::: Passage shown

Wednesday, August 12, 2015
If you think the odd unnecessary $5000 helicopter ride constitutes the worst of the wastage of our money – or that it makes much difference to the $430 billion the federal government spends each year – you haven't done enough thinking.
As several people reminded me at the Byron Bay Writers' Festival at the weekend, such matters as politicians' pay and perks pale into insignificance compared with the threat to our way of life posed by climate change and other continuing environmental damage.
My conscience tells me that, for as long our response to that threat remains so inadequate – including our inadequate contribution to the success of the Paris climate change conference in December – I shouldn't be writing about anything less consequential.
But we ought to be able to juggle more than one problem at a time, and although climate change is our most pressing problem, it's far from our only one.
One combined threat and opportunity that 'coptergate prevented from getting the attention it deserved last week is one we should have been on to long ago. It was raised in a noteworthy speech to the National Press Club by Professor Allan Fels, now chairman of the National Mental Health Commission (and with a family interest in the topic).
Fels' point was that we've been making a hash of mental health for ages, but that if we got our act together, we could not only reduce the misery of up to 3.7 million Australians, but eventually do everyone else a favour.
Fels is, of course, a professor of economics. So he spoke with authority when he argued that mental health is not just a significant social issue – although that should be enough to make us pay attention – it's a significant economic problem as well.
"Mental health is a significant problem for our economy – as significant as, often more significant than, tax or micro-economic reform," he says. (More significant than tax? Not possible.)
"Many people do not get the support they need, and governments get poor returns on substantial investment. The economic or gross domestic product gains from better mental health would dwarf most of the gains – often modest ones – being talked about in current economic reform debates."
The Organisation for Economic Co-operation and Development estimates that the average overall cost of mental health problems to developed countries is about 4 per cent of GDP. In Australia, this would equate to more than $60 billion a year, or about $4000 for each person who lodges a tax return, or more than $10,000 a family.
Those costs include the direct costs of treatment, plus the indirect costs, such as disability support pensions, imprisonment, accommodation and so on, plus the costs of lost production and income, plus the costs to carers and families and their reduced participation in the workforce.

::::::

Can you duplicate word for word the part of the mental health passage that opens with the words containing "My conscience tells" and closes with "anything less consequential."?

::: Extracted entries

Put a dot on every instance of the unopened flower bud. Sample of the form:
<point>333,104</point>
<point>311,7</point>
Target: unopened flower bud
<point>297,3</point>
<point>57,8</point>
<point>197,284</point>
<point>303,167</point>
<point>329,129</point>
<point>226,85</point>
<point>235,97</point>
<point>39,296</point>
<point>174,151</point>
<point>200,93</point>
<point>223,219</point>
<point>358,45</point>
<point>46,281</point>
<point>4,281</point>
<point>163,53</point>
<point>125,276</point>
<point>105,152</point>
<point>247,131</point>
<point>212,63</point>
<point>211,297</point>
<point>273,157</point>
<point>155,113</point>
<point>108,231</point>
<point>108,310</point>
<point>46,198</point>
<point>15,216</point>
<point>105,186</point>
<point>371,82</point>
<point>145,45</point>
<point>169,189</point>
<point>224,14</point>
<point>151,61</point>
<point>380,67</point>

::::::

> Answer area:
My conscience tells me that, for as long our response to that threat remains so inadequate – including our inadequate contribution to the success of the Paris climate change conference in December – I shouldn't be writing about anything less consequential.